→ **Aufgabe 1**: Gib jede Zeile der Datensätze unten zurück, in der das Wort „background“ vorkommt. Achte dabei auf Groß- und Kleinschreibung.

→ **Vorliegender Text**:
┏━━
Vom Wochenende bis Ende Mai wird im Kloster Seeon eine Ausstellung mit dem Titel „Die Künstlerin Elisabeth Kronseder und die Seeoner Brunnenfigur ,Der Fischerbub‘“ zu sehen sein. Am späten Freitagnachmittag ist Vernissage dort im Kultur- und Bildungszentrum des Bezirks Oberbayern, erwartet werden der Bezirkstagspräsident, dessen Grußwort sowie etliche andere Gäste und Beiträge. Leider nicht da sein werden dagegen die beiden zentralen Figuren der Schau. Die Künstlerin Elisabeth Kronseder sowieso nicht, denn sie ist 1990 mit 100 Jahren gestorben. Und ihr Fischerbub ist irgendwann vor einigen Wochen vom Klosterareal verschwunden und seither nicht wieder aufgetaucht.
┗━━
(Datensätze aus einer Datenquelle)
┏━━
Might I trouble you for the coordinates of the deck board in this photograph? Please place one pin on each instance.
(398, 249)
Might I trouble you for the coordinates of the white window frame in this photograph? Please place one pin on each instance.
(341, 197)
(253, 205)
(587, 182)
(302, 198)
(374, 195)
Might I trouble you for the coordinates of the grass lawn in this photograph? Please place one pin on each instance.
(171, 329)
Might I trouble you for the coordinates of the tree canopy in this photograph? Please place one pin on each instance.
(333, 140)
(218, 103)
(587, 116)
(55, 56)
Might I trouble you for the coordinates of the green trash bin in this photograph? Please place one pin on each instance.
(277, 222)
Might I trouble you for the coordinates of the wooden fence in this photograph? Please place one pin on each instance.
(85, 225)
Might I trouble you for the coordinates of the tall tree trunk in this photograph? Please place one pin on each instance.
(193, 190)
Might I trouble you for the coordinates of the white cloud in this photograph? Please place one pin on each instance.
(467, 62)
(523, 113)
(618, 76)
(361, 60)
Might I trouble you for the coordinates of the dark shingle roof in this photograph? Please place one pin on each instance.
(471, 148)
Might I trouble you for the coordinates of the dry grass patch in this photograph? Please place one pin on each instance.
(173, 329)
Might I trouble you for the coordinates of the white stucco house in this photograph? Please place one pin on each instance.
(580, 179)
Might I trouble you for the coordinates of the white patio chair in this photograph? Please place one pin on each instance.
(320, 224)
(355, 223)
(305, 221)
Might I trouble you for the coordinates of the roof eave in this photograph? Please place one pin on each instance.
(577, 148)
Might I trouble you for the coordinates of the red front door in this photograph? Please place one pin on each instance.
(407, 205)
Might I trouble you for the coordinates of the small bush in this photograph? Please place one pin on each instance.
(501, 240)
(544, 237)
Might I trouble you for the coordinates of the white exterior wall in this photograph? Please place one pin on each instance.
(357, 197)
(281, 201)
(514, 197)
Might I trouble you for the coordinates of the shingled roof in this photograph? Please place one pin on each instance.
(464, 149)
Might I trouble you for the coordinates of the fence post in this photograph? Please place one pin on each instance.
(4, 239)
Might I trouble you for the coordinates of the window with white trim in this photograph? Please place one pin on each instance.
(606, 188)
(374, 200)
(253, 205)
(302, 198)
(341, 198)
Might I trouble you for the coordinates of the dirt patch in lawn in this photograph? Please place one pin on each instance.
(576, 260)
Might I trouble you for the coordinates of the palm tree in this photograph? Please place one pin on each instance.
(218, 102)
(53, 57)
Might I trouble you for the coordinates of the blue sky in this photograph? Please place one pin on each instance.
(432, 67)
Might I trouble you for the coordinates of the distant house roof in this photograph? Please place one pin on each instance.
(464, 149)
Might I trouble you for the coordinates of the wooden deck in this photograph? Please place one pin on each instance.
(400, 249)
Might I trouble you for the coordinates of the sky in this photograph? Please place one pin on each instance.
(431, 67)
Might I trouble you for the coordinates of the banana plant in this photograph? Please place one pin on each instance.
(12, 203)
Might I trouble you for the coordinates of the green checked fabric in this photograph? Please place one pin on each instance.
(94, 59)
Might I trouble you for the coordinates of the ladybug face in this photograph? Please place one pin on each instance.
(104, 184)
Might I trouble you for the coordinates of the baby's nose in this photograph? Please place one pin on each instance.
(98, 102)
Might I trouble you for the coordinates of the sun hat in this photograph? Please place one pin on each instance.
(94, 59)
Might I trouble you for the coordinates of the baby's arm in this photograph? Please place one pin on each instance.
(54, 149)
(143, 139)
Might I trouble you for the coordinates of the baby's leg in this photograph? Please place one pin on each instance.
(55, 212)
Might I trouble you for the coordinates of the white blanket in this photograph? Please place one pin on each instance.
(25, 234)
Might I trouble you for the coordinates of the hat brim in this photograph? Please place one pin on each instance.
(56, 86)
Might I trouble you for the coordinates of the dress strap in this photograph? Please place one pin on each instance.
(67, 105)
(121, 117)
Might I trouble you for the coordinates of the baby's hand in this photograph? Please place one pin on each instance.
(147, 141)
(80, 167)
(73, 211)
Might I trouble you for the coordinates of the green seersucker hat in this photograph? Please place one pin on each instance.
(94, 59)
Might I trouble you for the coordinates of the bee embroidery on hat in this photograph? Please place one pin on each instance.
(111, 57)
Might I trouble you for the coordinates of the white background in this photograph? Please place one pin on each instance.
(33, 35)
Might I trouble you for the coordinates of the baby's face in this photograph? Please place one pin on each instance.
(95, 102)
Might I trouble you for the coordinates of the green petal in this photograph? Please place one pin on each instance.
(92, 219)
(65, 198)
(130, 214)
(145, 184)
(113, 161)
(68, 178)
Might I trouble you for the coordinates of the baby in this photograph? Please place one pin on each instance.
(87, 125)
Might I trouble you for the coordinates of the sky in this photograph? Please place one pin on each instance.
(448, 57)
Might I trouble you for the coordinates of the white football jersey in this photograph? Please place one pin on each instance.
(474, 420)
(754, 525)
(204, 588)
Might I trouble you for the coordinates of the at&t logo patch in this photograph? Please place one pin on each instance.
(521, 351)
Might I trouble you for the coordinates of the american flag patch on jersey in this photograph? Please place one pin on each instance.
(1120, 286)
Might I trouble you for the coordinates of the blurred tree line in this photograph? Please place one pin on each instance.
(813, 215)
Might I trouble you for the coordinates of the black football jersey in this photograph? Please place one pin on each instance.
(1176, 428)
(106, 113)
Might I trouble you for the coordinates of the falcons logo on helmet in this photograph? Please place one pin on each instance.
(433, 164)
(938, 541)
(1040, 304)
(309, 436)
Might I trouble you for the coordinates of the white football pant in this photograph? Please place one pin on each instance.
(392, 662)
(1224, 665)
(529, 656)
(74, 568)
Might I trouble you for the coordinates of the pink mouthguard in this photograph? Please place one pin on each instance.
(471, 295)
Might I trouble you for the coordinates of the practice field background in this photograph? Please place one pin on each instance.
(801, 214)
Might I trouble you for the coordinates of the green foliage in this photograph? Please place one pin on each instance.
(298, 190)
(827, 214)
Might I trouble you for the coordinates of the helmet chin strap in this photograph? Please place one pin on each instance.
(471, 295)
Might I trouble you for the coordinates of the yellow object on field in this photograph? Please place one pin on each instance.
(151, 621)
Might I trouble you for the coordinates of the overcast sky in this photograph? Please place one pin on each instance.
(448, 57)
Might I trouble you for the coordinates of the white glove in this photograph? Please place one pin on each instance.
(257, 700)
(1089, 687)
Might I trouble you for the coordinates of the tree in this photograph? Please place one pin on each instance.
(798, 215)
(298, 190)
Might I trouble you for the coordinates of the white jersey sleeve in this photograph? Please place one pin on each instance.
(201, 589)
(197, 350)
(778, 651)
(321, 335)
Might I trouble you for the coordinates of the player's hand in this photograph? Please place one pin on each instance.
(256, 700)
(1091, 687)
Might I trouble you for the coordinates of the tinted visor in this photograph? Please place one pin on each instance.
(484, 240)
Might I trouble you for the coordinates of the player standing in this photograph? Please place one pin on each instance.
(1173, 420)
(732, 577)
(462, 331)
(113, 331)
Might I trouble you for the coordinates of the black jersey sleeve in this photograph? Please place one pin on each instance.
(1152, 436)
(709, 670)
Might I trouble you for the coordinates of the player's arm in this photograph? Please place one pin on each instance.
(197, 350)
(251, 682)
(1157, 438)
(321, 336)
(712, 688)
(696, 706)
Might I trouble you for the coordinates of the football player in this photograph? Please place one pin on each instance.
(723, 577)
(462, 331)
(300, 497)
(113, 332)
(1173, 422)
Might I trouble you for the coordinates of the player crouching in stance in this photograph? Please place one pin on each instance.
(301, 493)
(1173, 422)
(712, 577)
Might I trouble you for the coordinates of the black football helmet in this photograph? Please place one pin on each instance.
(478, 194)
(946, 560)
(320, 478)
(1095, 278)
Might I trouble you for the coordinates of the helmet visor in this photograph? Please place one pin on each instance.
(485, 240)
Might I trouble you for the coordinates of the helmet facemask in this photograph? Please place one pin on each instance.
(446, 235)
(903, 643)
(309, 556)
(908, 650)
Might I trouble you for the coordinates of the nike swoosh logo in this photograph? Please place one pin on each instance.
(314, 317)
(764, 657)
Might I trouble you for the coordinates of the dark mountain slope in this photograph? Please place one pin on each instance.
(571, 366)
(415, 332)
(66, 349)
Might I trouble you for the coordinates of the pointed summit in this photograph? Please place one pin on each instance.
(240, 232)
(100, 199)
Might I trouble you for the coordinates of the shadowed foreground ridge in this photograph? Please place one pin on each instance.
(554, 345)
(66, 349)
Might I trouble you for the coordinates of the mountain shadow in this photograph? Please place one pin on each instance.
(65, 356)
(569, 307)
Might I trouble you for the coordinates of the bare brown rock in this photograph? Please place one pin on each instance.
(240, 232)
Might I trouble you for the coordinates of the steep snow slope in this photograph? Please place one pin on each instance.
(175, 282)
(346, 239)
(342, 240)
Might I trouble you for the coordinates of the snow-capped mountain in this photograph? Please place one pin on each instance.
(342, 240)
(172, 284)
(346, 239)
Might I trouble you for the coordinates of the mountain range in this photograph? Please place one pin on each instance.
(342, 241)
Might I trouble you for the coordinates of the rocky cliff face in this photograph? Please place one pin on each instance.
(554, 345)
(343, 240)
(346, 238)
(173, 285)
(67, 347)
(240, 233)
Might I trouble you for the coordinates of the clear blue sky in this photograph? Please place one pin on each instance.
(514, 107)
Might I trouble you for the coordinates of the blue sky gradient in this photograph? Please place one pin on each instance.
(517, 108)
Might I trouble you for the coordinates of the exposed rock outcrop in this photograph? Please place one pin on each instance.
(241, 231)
┗━━
→ **Aufgabe 2**: Gib aus dem Text über die Fischerbub-Ausstellung oben den Abschnitt Wort für Wort aus, der bei „Vom Wochenende bis“ anfängt und bei „nicht wieder aufgetaucht.“ aufhört.

→ **Vollständige Ausgabe 1**:
Might I trouble you for the coordinates of the white background in this photograph? Please place one pin on each instance.
Might I trouble you for the coordinates of the practice field background in this photograph? Please place one pin on each instance.

→ **Vollständige Ausgabe 2**:
Vom Wochenende bis Ende Mai wird im Kloster Seeon eine Ausstellung mit dem Titel „Die Künstlerin Elisabeth Kronseder und die Seeoner Brunnenfigur ,Der Fischerbub‘“ zu sehen sein. Am späten Freitagnachmittag ist Vernissage dort im Kultur- und Bildungszentrum des Bezirks Oberbayern, erwartet werden der Bezirkstagspräsident, dessen Grußwort sowie etliche andere Gäste und Beiträge. Leider nicht da sein werden dagegen die beiden zentralen Figuren der Schau. Die Künstlerin Elisabeth Kronseder sowieso nicht, denn sie ist 1990 mit 100 Jahren gestorben. Und ihr Fischerbub ist irgendwann vor einigen Wochen vom Klosterareal verschwunden und seither nicht wieder aufgetaucht.